___ Source passage ___
This week’s POW was called “Join The Bacteria Team.” In the problem, Justin was in Mr. Bott’s math class, on Friday afternoon right before spring break, and he notices that the tables are dirty (there were 2 bacteria on the table originally). To solve this problem, I had to figure out how many bacteria would be on the table after spring break was over, if the number of bacteria doubled every hour. I had to make a table to show the growth of the number of bacteria as well as a graph. This problem was about using scientific notation and finding patterns.
My first step in this problem was to make the table. To do this, I selected a time in the afternoon for the growth to start (2 pm on Friday), and end (9 am on Monday). Then, I carefully filled the table out, starting at 2 and doubling each number, (for example 2+2=4, 4+4=8) making sure to use scientific notation when the numbers got larger than a couple thousand. After filling out all of the table, and rechecking my work multiple times, I started making the graph. To make the graph, I split up the data into sections, meaning that I graphed for everyday separately. This allowed me to see a pattern that the data goes up at an even pace very quickly (see sample of graph and table below). I used a calculator to ensure that all my calculations were correct.
___ Available data ___
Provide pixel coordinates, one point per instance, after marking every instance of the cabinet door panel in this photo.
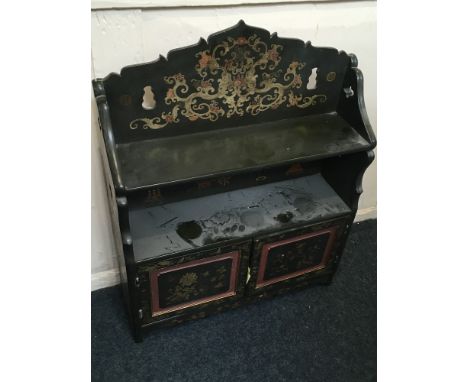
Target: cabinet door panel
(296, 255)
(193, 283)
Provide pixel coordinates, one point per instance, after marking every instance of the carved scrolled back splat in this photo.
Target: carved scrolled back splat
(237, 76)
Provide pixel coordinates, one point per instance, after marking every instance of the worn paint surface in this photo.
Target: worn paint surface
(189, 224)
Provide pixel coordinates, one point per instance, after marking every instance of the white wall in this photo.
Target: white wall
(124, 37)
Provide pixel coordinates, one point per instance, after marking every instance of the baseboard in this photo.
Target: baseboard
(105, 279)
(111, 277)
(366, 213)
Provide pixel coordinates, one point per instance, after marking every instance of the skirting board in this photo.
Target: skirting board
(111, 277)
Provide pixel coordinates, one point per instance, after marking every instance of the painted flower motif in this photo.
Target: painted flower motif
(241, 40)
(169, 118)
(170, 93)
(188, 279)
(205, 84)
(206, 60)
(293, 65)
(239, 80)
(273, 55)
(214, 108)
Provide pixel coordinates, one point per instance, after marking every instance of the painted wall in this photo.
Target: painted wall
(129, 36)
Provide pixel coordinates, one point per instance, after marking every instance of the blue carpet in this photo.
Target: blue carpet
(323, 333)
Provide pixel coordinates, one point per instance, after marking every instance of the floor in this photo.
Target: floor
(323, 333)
___
» **Work task**: Based on the bacteria write-up above, answer yes or no to each statement and quote the words of the write-up that decide it: (a) The writer started tracking the growth at 2 pm on Friday. (b) The writer graphed all of the days together as one set of data. (c) In the problem, the number of bacteria tripled every hour.

» **Exercise output**:
(a) Yes: "I selected a time in the afternoon for the growth to start (2 pm on Friday)"
(b) No: "I graphed for everyday separately"
(c) No: "if the number of bacteria doubled every hour"